Task to carry out:
Repeat the material below exactly, line for line.

Data lines:
--- begin ---
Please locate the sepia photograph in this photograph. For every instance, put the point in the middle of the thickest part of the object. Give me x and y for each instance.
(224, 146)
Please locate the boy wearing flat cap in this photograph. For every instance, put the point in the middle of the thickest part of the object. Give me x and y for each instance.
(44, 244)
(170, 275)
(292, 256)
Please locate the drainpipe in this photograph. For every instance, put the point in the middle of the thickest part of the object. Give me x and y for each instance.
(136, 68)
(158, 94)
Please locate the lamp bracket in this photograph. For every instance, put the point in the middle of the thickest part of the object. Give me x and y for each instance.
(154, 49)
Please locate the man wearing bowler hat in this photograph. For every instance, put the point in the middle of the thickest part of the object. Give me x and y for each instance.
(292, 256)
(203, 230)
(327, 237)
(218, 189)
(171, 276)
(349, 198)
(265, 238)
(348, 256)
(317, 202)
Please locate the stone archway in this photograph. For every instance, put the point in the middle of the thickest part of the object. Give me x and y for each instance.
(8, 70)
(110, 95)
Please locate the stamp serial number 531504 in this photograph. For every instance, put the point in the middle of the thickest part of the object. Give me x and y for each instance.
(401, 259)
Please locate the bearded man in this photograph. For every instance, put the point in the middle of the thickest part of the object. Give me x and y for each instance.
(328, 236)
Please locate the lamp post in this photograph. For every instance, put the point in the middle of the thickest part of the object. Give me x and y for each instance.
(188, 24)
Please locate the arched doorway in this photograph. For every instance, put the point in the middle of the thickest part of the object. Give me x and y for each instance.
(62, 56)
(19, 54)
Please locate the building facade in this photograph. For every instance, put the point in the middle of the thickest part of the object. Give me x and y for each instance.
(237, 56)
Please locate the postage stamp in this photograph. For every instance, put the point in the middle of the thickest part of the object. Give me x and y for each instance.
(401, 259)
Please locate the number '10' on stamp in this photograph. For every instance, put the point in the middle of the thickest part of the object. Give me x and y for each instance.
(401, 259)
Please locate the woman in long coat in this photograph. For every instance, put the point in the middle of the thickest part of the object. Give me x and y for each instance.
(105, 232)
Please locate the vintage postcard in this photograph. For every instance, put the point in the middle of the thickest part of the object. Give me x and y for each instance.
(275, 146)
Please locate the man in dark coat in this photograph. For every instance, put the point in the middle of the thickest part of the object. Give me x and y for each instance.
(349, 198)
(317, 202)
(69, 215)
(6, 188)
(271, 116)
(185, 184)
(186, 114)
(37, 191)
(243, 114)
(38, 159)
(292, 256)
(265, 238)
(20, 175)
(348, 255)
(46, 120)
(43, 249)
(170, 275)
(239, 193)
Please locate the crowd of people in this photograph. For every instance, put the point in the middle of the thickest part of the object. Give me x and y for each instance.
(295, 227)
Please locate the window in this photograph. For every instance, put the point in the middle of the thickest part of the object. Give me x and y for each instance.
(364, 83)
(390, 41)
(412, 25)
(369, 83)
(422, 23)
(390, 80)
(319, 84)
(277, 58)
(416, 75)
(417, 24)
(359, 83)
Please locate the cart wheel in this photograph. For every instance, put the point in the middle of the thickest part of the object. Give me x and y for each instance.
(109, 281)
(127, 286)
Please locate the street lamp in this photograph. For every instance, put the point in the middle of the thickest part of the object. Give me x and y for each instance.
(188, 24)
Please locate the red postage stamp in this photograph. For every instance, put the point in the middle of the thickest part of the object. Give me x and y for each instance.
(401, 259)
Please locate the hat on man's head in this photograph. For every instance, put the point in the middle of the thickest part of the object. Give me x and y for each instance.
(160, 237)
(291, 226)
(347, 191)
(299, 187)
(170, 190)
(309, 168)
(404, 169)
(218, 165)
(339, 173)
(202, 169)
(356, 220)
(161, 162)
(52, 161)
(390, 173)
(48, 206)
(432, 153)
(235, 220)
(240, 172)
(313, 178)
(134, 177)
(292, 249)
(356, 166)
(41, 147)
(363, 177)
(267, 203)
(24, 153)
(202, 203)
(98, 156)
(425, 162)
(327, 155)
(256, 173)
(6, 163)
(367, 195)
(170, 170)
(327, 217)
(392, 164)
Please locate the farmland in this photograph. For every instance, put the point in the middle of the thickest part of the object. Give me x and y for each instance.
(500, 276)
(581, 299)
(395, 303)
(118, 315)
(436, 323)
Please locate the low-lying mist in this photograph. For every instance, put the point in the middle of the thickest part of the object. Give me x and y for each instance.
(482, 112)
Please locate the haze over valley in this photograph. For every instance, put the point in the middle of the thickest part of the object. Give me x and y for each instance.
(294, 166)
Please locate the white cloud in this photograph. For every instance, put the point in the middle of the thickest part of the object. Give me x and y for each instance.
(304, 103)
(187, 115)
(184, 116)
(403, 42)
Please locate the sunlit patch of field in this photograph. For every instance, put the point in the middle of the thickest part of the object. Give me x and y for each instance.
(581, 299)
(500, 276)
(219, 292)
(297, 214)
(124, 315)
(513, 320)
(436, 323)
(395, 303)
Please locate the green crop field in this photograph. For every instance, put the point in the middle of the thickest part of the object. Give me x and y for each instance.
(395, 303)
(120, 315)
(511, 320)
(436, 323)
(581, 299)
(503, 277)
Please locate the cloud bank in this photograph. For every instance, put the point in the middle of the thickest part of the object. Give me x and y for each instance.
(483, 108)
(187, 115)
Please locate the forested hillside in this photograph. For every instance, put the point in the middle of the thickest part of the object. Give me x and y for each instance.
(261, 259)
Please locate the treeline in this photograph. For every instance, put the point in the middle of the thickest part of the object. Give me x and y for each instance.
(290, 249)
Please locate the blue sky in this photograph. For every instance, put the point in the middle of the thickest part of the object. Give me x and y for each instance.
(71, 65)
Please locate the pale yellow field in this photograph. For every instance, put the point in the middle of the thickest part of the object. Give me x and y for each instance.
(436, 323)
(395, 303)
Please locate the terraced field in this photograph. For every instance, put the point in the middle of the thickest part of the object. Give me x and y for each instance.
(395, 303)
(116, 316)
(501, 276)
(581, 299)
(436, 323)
--- end ---
Reply:
Please locate the sepia photograph in this photograph. For every instance, put the point in the middle of the thickest part of the object. Give me x and y for each instance.
(224, 146)
Please locate the boy wearing flat cap in this photograph. For every instance, put the point in the middle of the thickest part of the object. Give me x and y for each instance.
(44, 244)
(170, 275)
(292, 256)
Please locate the drainpipe in this photograph. For every instance, put the point in the middle of the thickest part of the object. Give me x and y for each instance.
(136, 68)
(158, 94)
Please locate the lamp bracket in this photograph. For every instance, put the point in the middle of the thickest part of the object. Give me x and y for each instance.
(154, 49)
Please locate the man wearing bowler hat in this photograph. For every instance, put the point in the middle of the thickest part of the object. Give me x and y for each instance.
(292, 256)
(203, 230)
(327, 237)
(218, 189)
(171, 276)
(349, 198)
(265, 238)
(348, 256)
(317, 202)
Please locate the stone archway in this photograph. For every instance, put the point in the middle of the thickest part of the object. Give me x and y for each instance.
(8, 70)
(110, 95)
Please locate the stamp serial number 531504 in this photograph. For every instance, put the point in the middle of the thickest part of the object. Give me x and y for each instance.
(401, 259)
Please locate the bearded man in this photograph. For every instance, put the point in the middle of the thickest part of the object. Give me x and y for each instance.
(328, 236)
Please locate the lamp post in this photograph. For every instance, put the point in the middle of the thickest part of the object. Give me x and y for each instance.
(188, 24)
Please locate the arched doorway in this photograph. For every instance, put the point in the middle of the thickest part of the object. Give me x and y for each instance.
(62, 56)
(19, 54)
Please locate the building facade in this photograph. For every instance, put the point in the middle of the thickest part of the object. Give me x and y for each instance.
(237, 56)
Please locate the postage stamp in this photograph. For every instance, put the point in the middle of the thickest part of the object. Give me x and y for each instance.
(401, 259)
Please locate the number '10' on stamp in this photograph. For every instance, put the point in the middle of the thickest part of the object. Give me x and y for each instance.
(401, 259)
Please locate the woman in long coat in this photograph. For every instance, put the point in the middle of the thickest part of the object. Give me x and y for each instance.
(105, 232)
Please locate the vintage postcard in this photograph. For every instance, put the point in the middle of the thickest part of the object. Give me x and y for each instance.
(275, 146)
Please locate the man in dark coat in this photograph. For every instance, put the point in the middle of the thickest part of the object. Give me x and y for each instance.
(349, 198)
(317, 202)
(69, 215)
(6, 188)
(271, 116)
(185, 184)
(186, 114)
(37, 191)
(243, 114)
(38, 159)
(292, 256)
(265, 238)
(20, 175)
(348, 255)
(46, 120)
(43, 249)
(170, 275)
(239, 193)
Please locate the crowd of people in this photograph. For every instance, put the point in the middle of the thickest part of the object. Give me x and y for each instance.
(295, 227)
Please locate the window in this photograph. For every instance, put the point in the middle of the thickest part of the object. Give me x and y for each instance.
(364, 83)
(390, 41)
(412, 25)
(369, 83)
(422, 23)
(390, 80)
(319, 84)
(277, 58)
(416, 75)
(417, 24)
(359, 83)
Please locate the cart wheel in this photograph. For every instance, put the point in the middle of the thickest part of the object. Give me x and y for each instance.
(109, 281)
(127, 286)
Please locate the street lamp in this photograph. For every instance, put the point in the middle of the thickest part of the object. Give me x and y for each instance.
(188, 24)
Please locate the red postage stamp in this photograph. For every instance, put the point in the middle of the thickest part of the object. Give me x and y for each instance.
(401, 259)
Please locate the hat on man's head in this photograph. For every instance, put the point in the middle of the thickest part of the object. Give me x and y for each instance.
(160, 237)
(291, 226)
(347, 191)
(299, 187)
(170, 190)
(309, 168)
(404, 169)
(218, 165)
(339, 173)
(202, 169)
(356, 220)
(161, 162)
(52, 161)
(390, 173)
(48, 206)
(432, 153)
(235, 220)
(240, 172)
(313, 178)
(134, 177)
(292, 249)
(356, 166)
(41, 147)
(363, 177)
(267, 203)
(24, 153)
(202, 203)
(98, 156)
(425, 162)
(327, 155)
(256, 173)
(6, 163)
(367, 195)
(170, 170)
(327, 217)
(392, 164)
Please locate the farmland in this photograph. For every instance, put the point in the middle of the thickest part of the object. Give me x and y for each instance.
(500, 276)
(581, 299)
(395, 303)
(118, 315)
(436, 323)
Please locate the low-lying mist in this photograph. For every instance, put the point in the middle of the thickest part of the object. Give me x and y for each instance.
(482, 112)
Please locate the haze over valley in this photograph. For every instance, put the point in the middle of the thickest part of the object. Give me x and y for each instance.
(294, 166)
Please locate the white cloud in this photograph. For every instance, put the point in the middle of the thickest part of the object. Give me x and y for each instance.
(304, 103)
(187, 115)
(184, 116)
(403, 42)
Please locate the sunlit patch of field in this photograph. For every instance, put the point in the middle of the thickest part of the object. Give me x and y for each instance.
(581, 299)
(500, 276)
(219, 292)
(297, 214)
(124, 315)
(513, 320)
(436, 323)
(395, 303)
Please locate the green crop field in this photograph. For every instance, put the point in the middle of the thickest part of the object. Give me x and y for each instance.
(395, 303)
(120, 315)
(511, 320)
(436, 323)
(581, 299)
(503, 277)
Please locate the cloud bank in this photograph. For every instance, put the point in the middle of the thickest part of the object. Give me x and y for each instance.
(483, 108)
(187, 115)
Please locate the forested hillside in this photograph. For every instance, put the point in the middle of the thickest part of the object. Give me x and y for each instance.
(261, 259)
Please locate the treeline in this photograph. For every instance, put the point in the middle of the thickest part of the object. Give me x and y for each instance.
(290, 249)
Please locate the blue sky in this photograph. For every instance, put the point in the middle of the thickest part of the object. Give me x and y for each instance.
(71, 65)
Please locate the pale yellow field in this photograph. For every instance, put the point in the middle of the thickest part of the object. Give me x and y for each instance.
(436, 323)
(395, 303)
Please locate the terraced field in this photograph. For every instance, put the point in the middle of the thickest part of the object. Give me x and y for each instance.
(395, 303)
(116, 316)
(501, 276)
(581, 299)
(436, 323)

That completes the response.